=== Request ===
Convert all of the lines below into a Markdown table with the columns Row and Line. Number each row and skip any blank lines.

★ ★ ★ ★ ★ ★ ★

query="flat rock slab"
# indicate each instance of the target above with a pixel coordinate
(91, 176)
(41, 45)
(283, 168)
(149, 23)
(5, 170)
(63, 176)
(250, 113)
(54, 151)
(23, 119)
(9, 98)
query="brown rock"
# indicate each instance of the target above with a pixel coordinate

★ ★ ★ ★ ★ ★ ★

=== The reply ===
| Row | Line |
|---|---|
| 1 | query="flat rock slab" |
| 2 | # indicate each instance of the target above with a pixel coordinate |
| 3 | (91, 176) |
| 4 | (41, 45) |
| 5 | (283, 168) |
| 6 | (149, 23) |
| 7 | (5, 170) |
| 8 | (63, 176) |
| 9 | (250, 113) |
| 10 | (54, 151) |
| 11 | (23, 119) |
| 12 | (9, 98) |
| 13 | query="brown rock" |
| 14 | # indicate each instance of the target above with a pixel coordinate |